▸ EXERCISES TO COMPLETE
A. Which function names followed by parentheses appear in the ext4 locking email? List each one once.
B. Can you rewrite the lines in the records as a numbered list, from the line with "y=174, one point per instance." to the line with "x=213, y=149"?

From: "Aneesh Kumar K.V" <aneesh.kumar@linux.vnet.ibm.com>
Subject: Re: jbd2_handle and i_data_sem circular locking dependency detected
Date: Tue, 5 Feb 2008 21:57:03 +0530
Message-ID: <20080205162703.GD7038@skywalker>
References: <20080204101228.GA1939@skywalker> <20080204163156.GC3426@duck.suse.cz> <20080205122342.GC7038@skywalker> <20080205134228.GA25464@duck.suse.cz>
Mime-Version: 1.0
Content-Type: text/plain; charset=us-ascii
Cc: Josef Bacik <jbacik@redhat.com>, Theodore Tso <tytso@mit.edu>,
	Andreas Dilger <adilger@sun.com>,
	Mingming Cao <cmm@us.ibm.com>,
	"linux-ext4@vger.kernel.org" <linux-ext4@vger.kernel.org>
To: Jan Kara <jack@suse.cz>
Content-Disposition: inline
In-Reply-To: <20080205134228.GA25464@duck.suse.cz>
Sender: linux-ext4-owner@vger.kernel.org

On Tue, Feb 05, 2008 at 02:42:28PM +0100, Jan Kara wrote:
> On Tue 05-02-08 17:53:42, Aneesh Kumar K.V wrote:
> > 
> > How about the patch below. I did the below testing
> > a) migrate a file
> > b) run fs_inode fsstres fsx_linux.
> > 
> > The intention was to find out whether the new locking is breaking any of
> > the other expected hierarchy. It seems to fine. I didn't get any lockdep
> > warning.
>   I think there's a problem in the patch. I don't think you can call
> free_ind_block() while readers are accessing the file. That could make them
> think the file contains holes when they aren't there (or even worse read
> freed blocks or so). So you need to lock i_data_sem before this call (that
> means you have to move journal_extend() as well). Actually, I don't quite
> get why ext4_journal_extend() is called in that function. You can just
> count with the 1 credit in ext4_ext_migrate() when you call
> ext4_journal_extend() before calling ext4_ext_swap_inode_data(). Oh,
> probably because free_ind_block() could extend the transaction (which they
> don't do now as far as I can see).

▸ EXERCISE INPUT
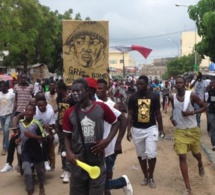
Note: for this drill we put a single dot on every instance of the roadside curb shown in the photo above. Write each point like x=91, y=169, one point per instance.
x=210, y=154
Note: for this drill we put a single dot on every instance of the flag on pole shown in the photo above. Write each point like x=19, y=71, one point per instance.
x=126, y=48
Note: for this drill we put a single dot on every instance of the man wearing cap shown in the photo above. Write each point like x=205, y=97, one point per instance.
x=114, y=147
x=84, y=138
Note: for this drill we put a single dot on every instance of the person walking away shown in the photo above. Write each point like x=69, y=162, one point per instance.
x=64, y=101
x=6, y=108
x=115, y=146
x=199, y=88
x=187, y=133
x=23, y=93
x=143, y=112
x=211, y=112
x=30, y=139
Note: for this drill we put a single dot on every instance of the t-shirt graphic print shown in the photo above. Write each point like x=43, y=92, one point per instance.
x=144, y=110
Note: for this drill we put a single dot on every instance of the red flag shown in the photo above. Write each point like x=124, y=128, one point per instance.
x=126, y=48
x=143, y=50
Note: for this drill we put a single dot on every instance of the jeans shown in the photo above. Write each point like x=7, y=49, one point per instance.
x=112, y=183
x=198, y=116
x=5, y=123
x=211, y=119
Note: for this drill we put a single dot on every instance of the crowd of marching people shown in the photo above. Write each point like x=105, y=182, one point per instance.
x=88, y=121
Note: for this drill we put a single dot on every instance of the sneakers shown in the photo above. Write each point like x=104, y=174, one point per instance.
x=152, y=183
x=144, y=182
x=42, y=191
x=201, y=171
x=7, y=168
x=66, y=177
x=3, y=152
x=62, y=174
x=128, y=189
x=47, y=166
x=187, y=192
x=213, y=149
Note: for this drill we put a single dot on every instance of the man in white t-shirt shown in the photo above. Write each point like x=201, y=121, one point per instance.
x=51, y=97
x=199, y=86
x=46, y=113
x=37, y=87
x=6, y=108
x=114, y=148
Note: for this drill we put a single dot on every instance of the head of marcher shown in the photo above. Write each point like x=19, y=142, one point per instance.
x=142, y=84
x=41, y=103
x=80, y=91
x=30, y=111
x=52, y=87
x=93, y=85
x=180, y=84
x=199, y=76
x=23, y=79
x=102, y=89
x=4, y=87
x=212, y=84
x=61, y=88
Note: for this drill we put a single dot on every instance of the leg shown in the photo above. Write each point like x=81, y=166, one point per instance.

* * *

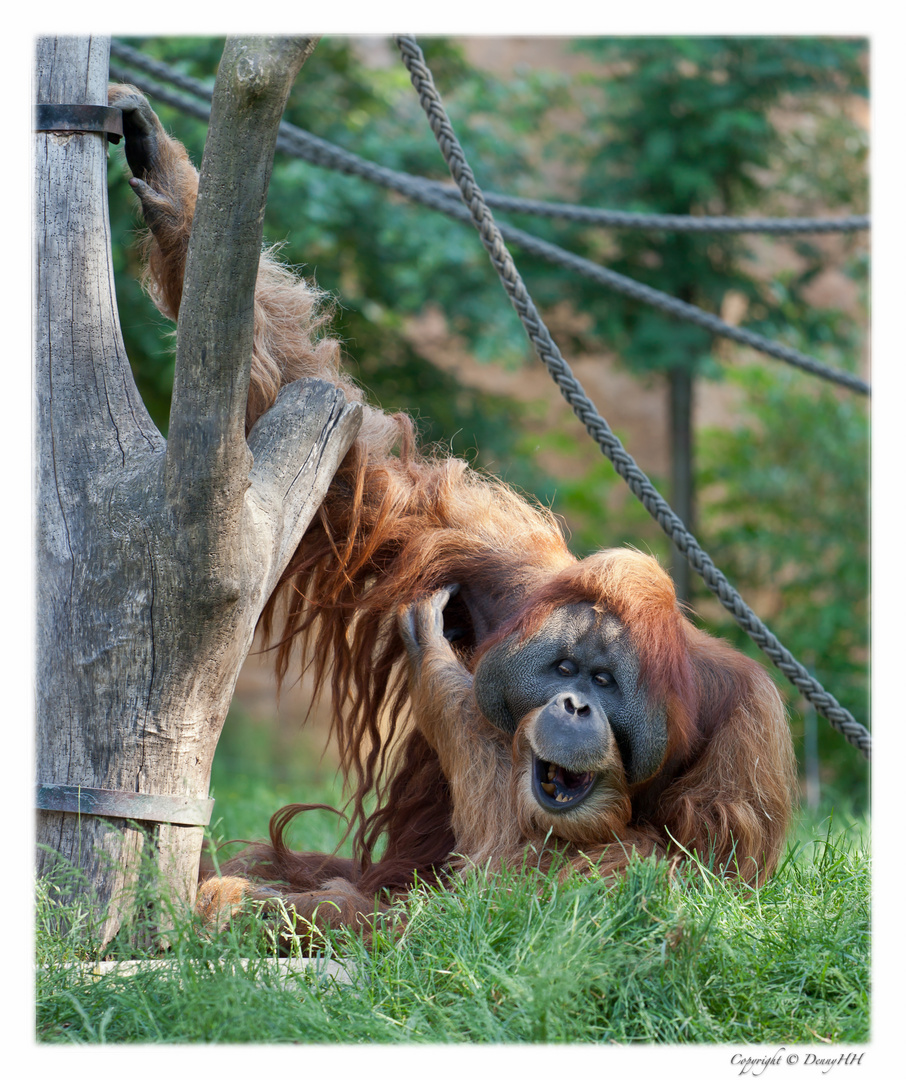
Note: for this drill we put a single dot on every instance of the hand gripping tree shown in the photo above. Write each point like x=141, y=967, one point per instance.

▸ FULL SOLUTIONS
A.
free_ind_block()
journal_extend()
ext4_journal_extend()
ext4_ext_migrate()
ext4_ext_swap_inode_data()

B.
1. Note: for this drill we put a single dot on every instance of the sneakers shown in the photo above. Write each point like x=104, y=174, one point per instance.
2. x=152, y=183
3. x=144, y=182
4. x=42, y=191
5. x=201, y=171
6. x=7, y=168
7. x=66, y=177
8. x=3, y=152
9. x=62, y=174
10. x=128, y=189
11. x=47, y=166
12. x=187, y=192
13. x=213, y=149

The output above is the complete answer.